— Goal —
Lay out the stretch of the material from the line containing "find | white petal" through the last line, both included, as a numbered list with no blank lines.

— Source records —
-*-*-

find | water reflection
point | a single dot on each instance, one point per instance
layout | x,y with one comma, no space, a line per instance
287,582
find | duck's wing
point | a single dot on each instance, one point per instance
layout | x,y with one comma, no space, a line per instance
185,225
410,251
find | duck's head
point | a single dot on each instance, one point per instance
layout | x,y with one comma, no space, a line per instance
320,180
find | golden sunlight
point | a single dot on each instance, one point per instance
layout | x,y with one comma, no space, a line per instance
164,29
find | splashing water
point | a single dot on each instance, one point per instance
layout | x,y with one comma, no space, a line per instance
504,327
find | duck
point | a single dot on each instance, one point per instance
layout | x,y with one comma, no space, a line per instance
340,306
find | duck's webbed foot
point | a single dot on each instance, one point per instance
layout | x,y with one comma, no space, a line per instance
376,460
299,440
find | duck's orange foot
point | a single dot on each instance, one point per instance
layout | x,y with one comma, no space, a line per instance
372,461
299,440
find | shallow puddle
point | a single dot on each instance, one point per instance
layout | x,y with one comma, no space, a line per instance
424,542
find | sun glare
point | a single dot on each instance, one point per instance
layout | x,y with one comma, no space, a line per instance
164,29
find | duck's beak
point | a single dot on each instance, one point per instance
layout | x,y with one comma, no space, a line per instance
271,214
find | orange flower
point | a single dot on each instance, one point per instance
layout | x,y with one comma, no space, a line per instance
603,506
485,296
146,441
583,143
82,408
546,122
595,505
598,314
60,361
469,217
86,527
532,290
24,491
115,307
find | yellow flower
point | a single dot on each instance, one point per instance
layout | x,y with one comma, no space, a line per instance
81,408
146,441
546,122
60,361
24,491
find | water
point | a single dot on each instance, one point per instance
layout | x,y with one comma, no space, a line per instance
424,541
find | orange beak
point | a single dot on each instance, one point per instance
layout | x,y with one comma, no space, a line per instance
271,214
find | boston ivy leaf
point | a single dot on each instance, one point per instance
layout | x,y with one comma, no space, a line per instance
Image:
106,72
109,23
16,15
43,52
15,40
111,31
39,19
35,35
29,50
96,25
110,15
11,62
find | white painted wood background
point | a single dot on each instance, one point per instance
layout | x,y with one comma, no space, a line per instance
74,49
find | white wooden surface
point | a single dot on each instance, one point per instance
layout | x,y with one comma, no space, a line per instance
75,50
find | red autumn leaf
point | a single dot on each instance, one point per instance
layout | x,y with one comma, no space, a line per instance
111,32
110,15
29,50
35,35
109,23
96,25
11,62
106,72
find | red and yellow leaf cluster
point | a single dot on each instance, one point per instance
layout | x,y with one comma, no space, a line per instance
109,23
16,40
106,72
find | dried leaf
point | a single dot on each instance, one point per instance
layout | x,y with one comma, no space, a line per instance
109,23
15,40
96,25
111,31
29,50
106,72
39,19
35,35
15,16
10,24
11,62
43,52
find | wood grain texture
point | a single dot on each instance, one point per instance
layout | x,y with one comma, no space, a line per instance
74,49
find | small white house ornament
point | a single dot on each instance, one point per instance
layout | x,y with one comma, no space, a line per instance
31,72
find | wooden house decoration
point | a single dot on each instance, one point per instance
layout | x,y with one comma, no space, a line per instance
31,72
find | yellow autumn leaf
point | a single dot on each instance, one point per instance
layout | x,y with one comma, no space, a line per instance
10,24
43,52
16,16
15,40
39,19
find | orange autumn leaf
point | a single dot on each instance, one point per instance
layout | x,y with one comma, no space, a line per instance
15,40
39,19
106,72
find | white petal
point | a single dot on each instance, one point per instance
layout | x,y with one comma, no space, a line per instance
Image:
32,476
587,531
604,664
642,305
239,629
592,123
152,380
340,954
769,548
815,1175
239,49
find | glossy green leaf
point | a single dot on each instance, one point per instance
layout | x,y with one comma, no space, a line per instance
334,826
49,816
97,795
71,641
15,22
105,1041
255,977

-*-*-

— Result of the exercise —
1. find | white petal
2. point | a single dot on each instance, one point per instance
3. layout | x,y with one comma, no space, a line per instance
4. Image:
5. 32,476
6. 587,531
7. 604,664
8. 642,305
9. 239,629
10. 592,123
11. 152,380
12. 340,954
13. 769,548
14. 815,1175
15. 239,49
16. find | glossy green leaf
17. point | a single dot on each instance, one point per instance
18. layout | x,y with one comma, no space, a line per instance
19. 334,826
20. 49,816
21. 97,795
22. 71,641
23. 15,22
24. 105,1041
25. 255,977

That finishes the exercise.